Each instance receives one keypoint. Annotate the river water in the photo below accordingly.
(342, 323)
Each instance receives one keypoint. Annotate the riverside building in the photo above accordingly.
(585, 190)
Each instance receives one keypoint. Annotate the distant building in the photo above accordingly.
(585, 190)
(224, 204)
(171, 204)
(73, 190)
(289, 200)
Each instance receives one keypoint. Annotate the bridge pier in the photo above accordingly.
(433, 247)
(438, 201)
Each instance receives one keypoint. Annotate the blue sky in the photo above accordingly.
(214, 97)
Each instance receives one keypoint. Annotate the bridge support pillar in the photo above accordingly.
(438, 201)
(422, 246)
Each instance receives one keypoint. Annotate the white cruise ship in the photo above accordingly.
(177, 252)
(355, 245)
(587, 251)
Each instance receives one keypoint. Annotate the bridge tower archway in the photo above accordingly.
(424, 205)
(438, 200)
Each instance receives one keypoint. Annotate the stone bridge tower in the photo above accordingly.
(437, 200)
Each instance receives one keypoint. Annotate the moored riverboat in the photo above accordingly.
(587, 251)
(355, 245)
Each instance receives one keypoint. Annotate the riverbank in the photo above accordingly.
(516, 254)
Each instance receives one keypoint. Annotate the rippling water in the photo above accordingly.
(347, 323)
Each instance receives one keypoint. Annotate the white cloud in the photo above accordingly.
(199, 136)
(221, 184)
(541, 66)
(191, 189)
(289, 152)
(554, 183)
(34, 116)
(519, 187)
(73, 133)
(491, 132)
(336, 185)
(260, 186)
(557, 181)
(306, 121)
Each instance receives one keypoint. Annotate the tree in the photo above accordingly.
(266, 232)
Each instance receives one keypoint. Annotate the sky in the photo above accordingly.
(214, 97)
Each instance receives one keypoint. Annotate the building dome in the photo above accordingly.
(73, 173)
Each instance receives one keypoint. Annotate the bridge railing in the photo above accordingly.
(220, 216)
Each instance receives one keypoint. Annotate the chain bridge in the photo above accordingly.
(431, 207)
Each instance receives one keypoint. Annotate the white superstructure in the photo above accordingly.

------------------------------

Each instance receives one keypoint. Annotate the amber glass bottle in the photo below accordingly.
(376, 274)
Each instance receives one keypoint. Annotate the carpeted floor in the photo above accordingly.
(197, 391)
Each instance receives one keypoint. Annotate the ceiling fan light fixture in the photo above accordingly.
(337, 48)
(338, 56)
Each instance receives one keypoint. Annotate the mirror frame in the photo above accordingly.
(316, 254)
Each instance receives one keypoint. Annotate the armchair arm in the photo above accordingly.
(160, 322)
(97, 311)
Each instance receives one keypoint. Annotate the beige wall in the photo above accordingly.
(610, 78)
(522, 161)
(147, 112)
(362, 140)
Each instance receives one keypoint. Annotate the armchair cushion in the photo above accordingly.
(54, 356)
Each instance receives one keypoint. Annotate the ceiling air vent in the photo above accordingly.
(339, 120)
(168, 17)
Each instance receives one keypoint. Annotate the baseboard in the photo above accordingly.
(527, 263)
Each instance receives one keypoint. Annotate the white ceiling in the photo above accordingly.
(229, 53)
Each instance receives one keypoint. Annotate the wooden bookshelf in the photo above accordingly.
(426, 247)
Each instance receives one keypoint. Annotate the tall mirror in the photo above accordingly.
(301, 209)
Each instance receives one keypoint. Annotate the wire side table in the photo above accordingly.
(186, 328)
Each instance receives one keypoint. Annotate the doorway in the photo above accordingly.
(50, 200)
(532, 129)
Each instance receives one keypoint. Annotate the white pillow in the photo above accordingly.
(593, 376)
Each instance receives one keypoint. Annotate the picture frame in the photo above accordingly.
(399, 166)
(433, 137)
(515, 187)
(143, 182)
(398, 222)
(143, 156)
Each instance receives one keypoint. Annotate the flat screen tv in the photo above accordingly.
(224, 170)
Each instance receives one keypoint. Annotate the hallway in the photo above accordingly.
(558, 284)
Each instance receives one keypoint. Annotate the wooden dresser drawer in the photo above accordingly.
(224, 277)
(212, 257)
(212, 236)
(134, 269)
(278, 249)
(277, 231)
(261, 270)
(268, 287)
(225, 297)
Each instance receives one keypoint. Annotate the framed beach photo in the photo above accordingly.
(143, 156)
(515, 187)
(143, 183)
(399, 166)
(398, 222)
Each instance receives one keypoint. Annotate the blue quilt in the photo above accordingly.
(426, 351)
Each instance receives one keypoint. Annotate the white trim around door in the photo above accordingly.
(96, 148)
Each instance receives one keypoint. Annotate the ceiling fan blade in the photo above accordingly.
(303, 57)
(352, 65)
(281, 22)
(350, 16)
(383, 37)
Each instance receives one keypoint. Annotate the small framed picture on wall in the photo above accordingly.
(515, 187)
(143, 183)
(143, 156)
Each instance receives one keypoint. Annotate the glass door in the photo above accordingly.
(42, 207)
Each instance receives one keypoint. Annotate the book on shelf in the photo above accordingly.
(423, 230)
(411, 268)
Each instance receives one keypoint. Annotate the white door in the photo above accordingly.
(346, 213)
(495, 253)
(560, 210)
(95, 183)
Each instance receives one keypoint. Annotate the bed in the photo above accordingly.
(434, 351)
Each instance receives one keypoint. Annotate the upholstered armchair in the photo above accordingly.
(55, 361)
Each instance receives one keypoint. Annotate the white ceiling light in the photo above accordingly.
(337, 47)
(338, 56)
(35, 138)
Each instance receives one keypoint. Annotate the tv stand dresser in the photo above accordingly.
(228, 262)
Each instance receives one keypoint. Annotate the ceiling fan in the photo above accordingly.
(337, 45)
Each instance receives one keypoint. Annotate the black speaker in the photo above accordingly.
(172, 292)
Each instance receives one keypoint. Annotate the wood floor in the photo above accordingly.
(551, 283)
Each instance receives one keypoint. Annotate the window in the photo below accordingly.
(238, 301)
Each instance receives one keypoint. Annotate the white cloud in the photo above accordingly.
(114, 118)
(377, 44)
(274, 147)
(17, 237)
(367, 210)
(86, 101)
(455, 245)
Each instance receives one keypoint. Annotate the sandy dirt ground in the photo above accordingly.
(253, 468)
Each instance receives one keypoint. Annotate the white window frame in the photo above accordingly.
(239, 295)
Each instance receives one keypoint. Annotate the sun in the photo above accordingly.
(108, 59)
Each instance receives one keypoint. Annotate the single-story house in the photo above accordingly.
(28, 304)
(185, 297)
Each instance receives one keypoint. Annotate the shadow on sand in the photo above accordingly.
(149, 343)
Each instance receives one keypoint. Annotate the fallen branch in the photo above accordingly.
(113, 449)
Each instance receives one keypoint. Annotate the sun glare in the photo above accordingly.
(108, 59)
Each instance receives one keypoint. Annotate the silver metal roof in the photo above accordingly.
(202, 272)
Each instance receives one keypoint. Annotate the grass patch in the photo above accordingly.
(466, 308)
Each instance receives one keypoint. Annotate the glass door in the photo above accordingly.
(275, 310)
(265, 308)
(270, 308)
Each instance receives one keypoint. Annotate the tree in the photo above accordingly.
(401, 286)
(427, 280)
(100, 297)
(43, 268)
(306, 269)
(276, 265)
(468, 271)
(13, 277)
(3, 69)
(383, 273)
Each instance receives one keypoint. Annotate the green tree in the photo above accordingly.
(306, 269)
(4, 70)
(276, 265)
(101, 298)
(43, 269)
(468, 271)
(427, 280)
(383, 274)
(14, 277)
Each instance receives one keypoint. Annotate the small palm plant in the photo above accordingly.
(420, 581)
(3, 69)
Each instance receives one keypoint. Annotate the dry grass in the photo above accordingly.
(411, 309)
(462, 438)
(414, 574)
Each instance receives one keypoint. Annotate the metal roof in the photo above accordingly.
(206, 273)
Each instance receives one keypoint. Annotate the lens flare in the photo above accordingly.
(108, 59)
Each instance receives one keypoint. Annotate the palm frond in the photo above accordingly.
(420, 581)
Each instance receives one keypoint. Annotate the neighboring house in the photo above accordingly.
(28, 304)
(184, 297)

------------------------------

Reproduce only the part of the data that opens with the line containing "Each instance receives one keypoint. Annotate the bridge support" and closes with the line containing "superstructure in the photo above accordingly.", substituting "marker" for "keypoint" and leaving everything else unchanged.

Each instance receives one marker. Annotate the bridge support pillar in the photo above accordingly.
(438, 201)
(422, 246)
Each instance receives one marker. Annotate the white cruise ship in the photo above accordingly.
(177, 252)
(355, 245)
(587, 251)
Each instance receives one marker. Annotate the bridge tower archway in the photo above accordingly.
(424, 205)
(438, 200)
Each instance receives one marker. Annotate the stone bridge tower in the photo above accordingly.
(437, 200)
Each instance receives one marker. Annotate the moored riverboat in the photo above accordingly.
(587, 251)
(355, 245)
Each instance receives one marker. Annotate the riverbank in the photo above accordingly.
(516, 254)
Each instance receives one marker. Annotate the rippling water in the photo above accordingly.
(347, 323)
Each instance receives one marker. Annotate the white cloud in the photo above accordingly.
(199, 136)
(221, 184)
(541, 66)
(191, 189)
(289, 152)
(554, 183)
(34, 116)
(519, 187)
(73, 133)
(491, 132)
(336, 185)
(260, 186)
(557, 181)
(306, 121)
Each instance receives one marker. Annotate the tree in the photo above accordingly.
(266, 232)
Each instance receives one marker. Annotate the sky in the photo above accordingly.
(214, 97)
Each instance receives one marker. Annotate the building dome in the photo above accordingly.
(73, 173)
Each instance receives one marker. Annotate the bridge railing in the photo above accordingly.
(220, 216)
Each instance receives one marker. Annotate the chain bridge in the photo above accordingly.
(431, 207)
Each instance receives one marker. Annotate the white superstructure in the photo above accordingly.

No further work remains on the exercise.